Material to process
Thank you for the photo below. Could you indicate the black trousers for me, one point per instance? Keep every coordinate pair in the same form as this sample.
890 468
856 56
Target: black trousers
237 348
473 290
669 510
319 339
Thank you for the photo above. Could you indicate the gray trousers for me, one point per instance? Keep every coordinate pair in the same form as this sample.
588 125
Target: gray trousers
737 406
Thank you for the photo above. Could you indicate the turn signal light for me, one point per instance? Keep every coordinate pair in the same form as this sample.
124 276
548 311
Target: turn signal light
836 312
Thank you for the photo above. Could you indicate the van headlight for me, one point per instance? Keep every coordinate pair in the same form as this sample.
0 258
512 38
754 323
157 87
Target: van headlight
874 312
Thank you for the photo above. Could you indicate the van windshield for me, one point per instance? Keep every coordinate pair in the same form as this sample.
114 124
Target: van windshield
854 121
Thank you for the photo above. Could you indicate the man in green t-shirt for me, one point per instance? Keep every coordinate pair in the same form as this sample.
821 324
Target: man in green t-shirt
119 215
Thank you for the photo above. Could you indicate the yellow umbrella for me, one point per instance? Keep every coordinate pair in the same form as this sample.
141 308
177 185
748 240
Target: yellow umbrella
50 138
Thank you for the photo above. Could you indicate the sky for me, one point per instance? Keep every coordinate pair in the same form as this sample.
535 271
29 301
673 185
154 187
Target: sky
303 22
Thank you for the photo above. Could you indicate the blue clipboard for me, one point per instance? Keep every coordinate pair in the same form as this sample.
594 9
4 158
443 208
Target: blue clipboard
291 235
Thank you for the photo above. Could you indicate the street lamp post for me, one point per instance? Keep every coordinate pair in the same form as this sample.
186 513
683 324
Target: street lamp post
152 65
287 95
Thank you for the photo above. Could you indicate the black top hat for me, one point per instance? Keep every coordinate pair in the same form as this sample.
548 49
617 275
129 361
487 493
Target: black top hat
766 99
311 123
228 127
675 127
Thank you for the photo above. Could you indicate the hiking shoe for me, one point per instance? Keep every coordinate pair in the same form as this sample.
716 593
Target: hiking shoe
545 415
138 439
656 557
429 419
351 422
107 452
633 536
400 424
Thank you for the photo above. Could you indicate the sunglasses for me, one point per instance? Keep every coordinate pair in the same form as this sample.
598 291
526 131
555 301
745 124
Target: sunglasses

What you need to do
Check each line of the records above, and copy those that hold the word "sunglasses".

Task response
Thank you for the photo above. Could you indicate the sunglasses for me, one point per instance? Keep every coordinate pair in the same form as this sample.
Target: sunglasses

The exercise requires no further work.